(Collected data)
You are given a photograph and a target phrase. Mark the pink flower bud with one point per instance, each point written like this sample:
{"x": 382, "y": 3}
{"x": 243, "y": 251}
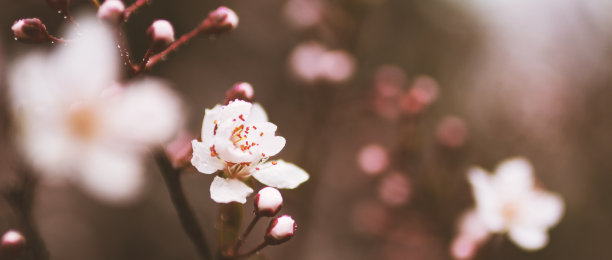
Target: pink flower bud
{"x": 160, "y": 34}
{"x": 243, "y": 91}
{"x": 59, "y": 5}
{"x": 30, "y": 30}
{"x": 13, "y": 244}
{"x": 220, "y": 21}
{"x": 268, "y": 202}
{"x": 111, "y": 11}
{"x": 280, "y": 230}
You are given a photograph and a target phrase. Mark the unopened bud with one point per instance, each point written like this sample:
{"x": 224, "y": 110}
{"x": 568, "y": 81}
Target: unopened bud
{"x": 243, "y": 91}
{"x": 13, "y": 244}
{"x": 30, "y": 30}
{"x": 268, "y": 202}
{"x": 160, "y": 35}
{"x": 111, "y": 11}
{"x": 59, "y": 5}
{"x": 280, "y": 230}
{"x": 220, "y": 21}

PROBLEM TO WORK ON
Could you retype every one of the records above word for word, leaving the pictures out?

CORRECT RESPONSE
You are given a photograph and a target phrase. Mark the pink flower bud with one point per instance, each point written like this sample:
{"x": 382, "y": 3}
{"x": 243, "y": 251}
Target: pink flower bud
{"x": 160, "y": 34}
{"x": 243, "y": 91}
{"x": 59, "y": 5}
{"x": 30, "y": 30}
{"x": 13, "y": 244}
{"x": 220, "y": 21}
{"x": 268, "y": 202}
{"x": 111, "y": 11}
{"x": 280, "y": 230}
You are given a photograph and a target phrase. Mark the unopened bud with one point per instance, each point written like this sample:
{"x": 224, "y": 110}
{"x": 568, "y": 81}
Target: unopened bud
{"x": 243, "y": 91}
{"x": 13, "y": 244}
{"x": 30, "y": 30}
{"x": 268, "y": 202}
{"x": 160, "y": 35}
{"x": 111, "y": 11}
{"x": 59, "y": 5}
{"x": 280, "y": 230}
{"x": 220, "y": 21}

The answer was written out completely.